#### Предложенный фрагмент
######

Песнопения. О творчестве Гии Канчели стр.142

И хотя основное настроение этого раздела предопределено авторской ремаркой “addolorando”, заключительное Largo di molto по-прежнему причастно традиционной для грузинского искусства беспредельности. Пока бьется сердце, не поздно начать все сначала, пусть сознавая, какой ценой придется оплатить каждую искру надежды, каждую попытку взлететь над обыденным.

Пути нехоженые И те, что пройдены,

Вас постиг я Сердечной болью:

К вершинам ведете ли,

В болоте ли вязнете.

Цель ваша одна —

Беспредельность.    (Г. Табидзе)

В начале пути перед художником расстилаются сотни дорог, и он свободен выбрать любую. Но стоит сделать первый шаг, как пространство выбора начинает сужаться, даже не в арифметической — в геометрической прогрессии. Особенно если гипертрофированное чувство профессиональной ответственности не позволяет выходить к исполнителям и публике с чем-то частным, несущественным, увлекаться сугубо техническими задачами. Если замысел подолгу обретает внутреннее обоснование, вызревает до той степени, когда уже невозможно не выплеснуть его вовне. Подобный метод работы выглядит сегодня .старомодным: в нем чудится что-то от романтической идеи предназначения, мессианского служения Искусству и даже от средневекового цехового ремесленничества. Но он дает одно явное, хотя, возможно, также обесцененное потоком массового производства творческое преимущество — отсутствие произведений неудачных, «проходных». Или — если воспользоваться словами Гиви Орджоникидзе — «открытость в будущее», «ощущение движения живой мысли, которая никогда не исчерпывает себя» (1, с. 29).

######

#### Исходные данные
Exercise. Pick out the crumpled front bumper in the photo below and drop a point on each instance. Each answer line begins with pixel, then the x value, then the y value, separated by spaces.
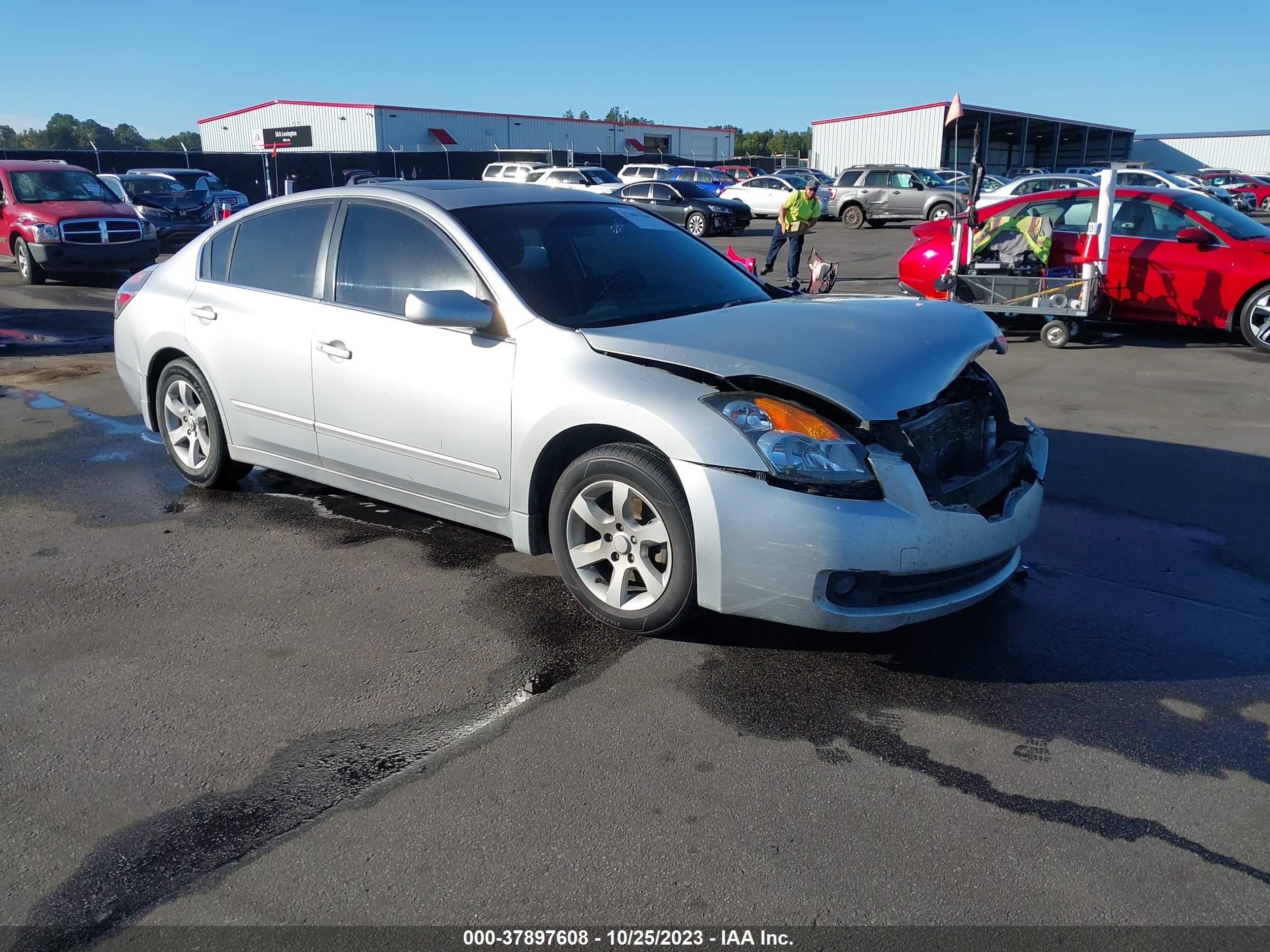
pixel 768 552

######

Продолжите текст о творчестве Гии Канчели, начав сразу после его последней фразы. Этот материал никак не связан с текстом о Гии Канчели.

#### Ответ к заданию
Заказав произведение, посвященное памяти Гиви Орджоникидзе, директор Западноберлинского фестиваля У. Экхарт поставил перед Г. Канчели задачу особенно сложную. Копозитору предстояло не просто запечатлеть образ близкого человека — написать музыку, способную удовлетворить высшим критическим требованиям друга: как если бы премьеру слушал и оценивал он сам.

После безвременной кончины Гиви Орджоникидзе долго оставалось труднообъяснимое чувство его по-прежнему реального присутствия. Хотя я видела и гроб, и строгий памятник на могиле, я часто ловила себя на том, что мысленно продолжаю говорить, даже спорить с ушедшим. Если бы однажды вдруг распахнулась дверь редакции журнала «Советская музыка» и на пороге снова показался бы Гиви со своей незабываемой улыбкой, я ничуть не удивилась бы. Наверное, самые близкие и давние друзья тоже испытали нечто подобное — слишком уж мощным, нетерпимым к любой форме покоя был сконцентрированный в этом человеке заряд энергии, интеллекта, воинствующей порядочности. Могла ли тупая и бесплодная сила смерти сразу, одним-единственным взмахом погасить смоляной факел, полыхавший на ветру с торопливой, ненасытной страстью к жизни, вопреки невзгодам, в преизбытке отпущенным судьбою?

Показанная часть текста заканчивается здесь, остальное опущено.